» **TU TAREA**
Reproduce tal cual el fragmento del pasaje mostrado que comienza con las palabras que contienen "es la palabra" y termina con "la verdadera luz.".

» **PASAJE MOSTRADO**
• • • •

Liturgia - Lecturas del día

 




Lectura de la primera carta de san Juan

2, 3-11

 

Queridos hermanos:

La señal de que conocemos a Dios,

es que cumplimos sus mandamientos.

El que dice:

«Yo lo conozco»,

y no cumple sus mandamientos,

es un mentiroso,

y la verdad no está en él.

Pero en aquel que cumple su palabra,

el amor de Dios

ha llegado verdaderamente a su plenitud.

 

Ésta es la señal de que vivimos en Él.

El que dice que permanece en Él,

debe proceder como Él.

Queridos míos,

no les doy un mandamiento nuevo,

sino un mandamiento antiguo,

el que aprendieron desde el principio:

este mandamiento antiguo

es la palabra que ustedes oyeron.

 

Sin embargo, el mandamiento que les doy es nuevo.

Y esto es verdad tanto en Él como en ustedes,

porque se disipan las tinieblas

y ya brilla la verdadera luz.

El que dice que está en la luz

y no ama a su hermano,

está todavía en las tinieblas.

El que ama a su hermano

permanece en la luz

y nada lo hace tropezar.

Pero el que no ama a su hermano,

está en las tinieblas y camina en ellas,

sin saber a dónde va,

porque las tinieblas lo han enceguecido.

 

Palabra de Dios.



¿Cuál es el camino para conocer a Dios y estar en él? Después del criterio negativo: «No pecar», el positivo, que consiste en la observancia de los mandamientos y, entre estos, el del amor a Dios y a los hermanos. Para el cristianismo, el conocimiento de Dios comporta exigencias de vida. La filosofía religiosa popular del tiempo, "gnosis", sostenía que la salvación del hombre se obtiene a través del conocimiento de Dios, única cosa que permite alcanzar el verdadero objetivo de la vida humana, la liberación del mundo visible. En oposición a esta doctrina, que excluía el pecado y la existencia de toda moral, Juan afirma que el auténtico conocimiento de Dios debe estar avalado por la observancia de sus mandamientos. Porque,  el que cumple «su palabra» experimenta el amor de Dios, porque vive como ha vivido Jesús y tiene dentro de sí una realidad interior que lo impulsa a imitar a Cristo.

• • • •

» **ÍTEMS DADOS**
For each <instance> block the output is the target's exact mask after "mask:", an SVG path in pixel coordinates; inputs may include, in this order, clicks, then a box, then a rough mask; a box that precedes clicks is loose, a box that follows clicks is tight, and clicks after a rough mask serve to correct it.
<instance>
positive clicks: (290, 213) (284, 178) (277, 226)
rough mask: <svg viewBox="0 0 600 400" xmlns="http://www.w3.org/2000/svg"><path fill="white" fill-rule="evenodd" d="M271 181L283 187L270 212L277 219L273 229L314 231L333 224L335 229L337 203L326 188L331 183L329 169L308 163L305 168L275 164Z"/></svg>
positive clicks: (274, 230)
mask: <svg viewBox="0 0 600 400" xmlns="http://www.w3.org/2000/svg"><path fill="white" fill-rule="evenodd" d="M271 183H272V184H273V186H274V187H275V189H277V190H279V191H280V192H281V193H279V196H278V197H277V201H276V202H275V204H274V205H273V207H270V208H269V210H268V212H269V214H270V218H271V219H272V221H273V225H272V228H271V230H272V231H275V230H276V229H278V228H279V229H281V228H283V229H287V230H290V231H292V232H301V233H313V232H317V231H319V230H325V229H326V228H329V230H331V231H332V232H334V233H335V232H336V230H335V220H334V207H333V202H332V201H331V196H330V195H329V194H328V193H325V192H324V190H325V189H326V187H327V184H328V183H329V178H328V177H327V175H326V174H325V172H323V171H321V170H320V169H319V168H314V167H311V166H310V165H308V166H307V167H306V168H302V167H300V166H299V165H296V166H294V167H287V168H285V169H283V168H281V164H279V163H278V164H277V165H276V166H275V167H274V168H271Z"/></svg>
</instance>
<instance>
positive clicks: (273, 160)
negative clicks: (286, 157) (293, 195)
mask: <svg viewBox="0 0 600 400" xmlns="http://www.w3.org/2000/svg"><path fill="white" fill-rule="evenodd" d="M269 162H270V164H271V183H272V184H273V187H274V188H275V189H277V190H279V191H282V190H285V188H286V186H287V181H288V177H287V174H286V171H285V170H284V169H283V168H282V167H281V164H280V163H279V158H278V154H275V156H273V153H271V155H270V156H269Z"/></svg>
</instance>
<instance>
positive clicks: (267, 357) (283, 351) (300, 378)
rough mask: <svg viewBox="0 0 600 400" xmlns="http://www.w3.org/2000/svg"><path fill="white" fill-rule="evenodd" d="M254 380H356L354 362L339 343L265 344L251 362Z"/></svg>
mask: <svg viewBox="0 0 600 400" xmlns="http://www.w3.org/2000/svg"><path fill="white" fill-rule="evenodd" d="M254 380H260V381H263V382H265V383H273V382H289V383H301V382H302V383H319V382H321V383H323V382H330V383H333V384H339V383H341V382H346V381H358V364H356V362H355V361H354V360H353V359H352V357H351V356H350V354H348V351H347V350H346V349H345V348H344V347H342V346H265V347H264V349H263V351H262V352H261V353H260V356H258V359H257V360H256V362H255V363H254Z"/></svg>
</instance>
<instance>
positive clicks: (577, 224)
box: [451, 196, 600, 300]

• • • •

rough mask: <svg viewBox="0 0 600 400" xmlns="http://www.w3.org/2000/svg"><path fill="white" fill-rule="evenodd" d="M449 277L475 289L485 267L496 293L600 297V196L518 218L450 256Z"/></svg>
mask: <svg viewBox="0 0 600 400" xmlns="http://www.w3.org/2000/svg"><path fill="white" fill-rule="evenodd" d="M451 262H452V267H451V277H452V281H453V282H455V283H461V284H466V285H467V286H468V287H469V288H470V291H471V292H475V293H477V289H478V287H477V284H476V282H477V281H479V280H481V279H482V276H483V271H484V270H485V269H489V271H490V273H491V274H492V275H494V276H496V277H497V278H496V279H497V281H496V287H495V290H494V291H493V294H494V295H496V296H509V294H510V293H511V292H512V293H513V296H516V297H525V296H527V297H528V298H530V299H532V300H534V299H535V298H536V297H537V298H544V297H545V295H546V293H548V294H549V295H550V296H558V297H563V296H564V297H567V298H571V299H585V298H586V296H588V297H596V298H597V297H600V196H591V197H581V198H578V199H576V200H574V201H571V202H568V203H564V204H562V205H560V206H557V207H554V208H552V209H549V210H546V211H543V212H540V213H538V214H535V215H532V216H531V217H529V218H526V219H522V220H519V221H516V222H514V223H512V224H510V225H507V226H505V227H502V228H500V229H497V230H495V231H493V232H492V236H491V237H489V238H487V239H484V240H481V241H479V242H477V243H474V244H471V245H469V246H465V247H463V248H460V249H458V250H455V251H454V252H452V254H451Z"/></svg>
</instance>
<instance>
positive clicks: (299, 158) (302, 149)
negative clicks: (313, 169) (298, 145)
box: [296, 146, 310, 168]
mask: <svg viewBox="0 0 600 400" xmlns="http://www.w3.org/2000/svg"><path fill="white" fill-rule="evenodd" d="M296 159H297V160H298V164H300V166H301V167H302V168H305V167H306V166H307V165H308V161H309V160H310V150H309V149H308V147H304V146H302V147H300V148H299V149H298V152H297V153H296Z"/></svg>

• • • •

» **RESPUESTA ESCRITA**
es la palabra que ustedes oyeron.

 

Sin embargo, el mandamiento que les doy es nuevo.

Y esto es verdad tanto en Él como en ustedes,

porque se disipan las tinieblas

y ya brilla la verdadera luz.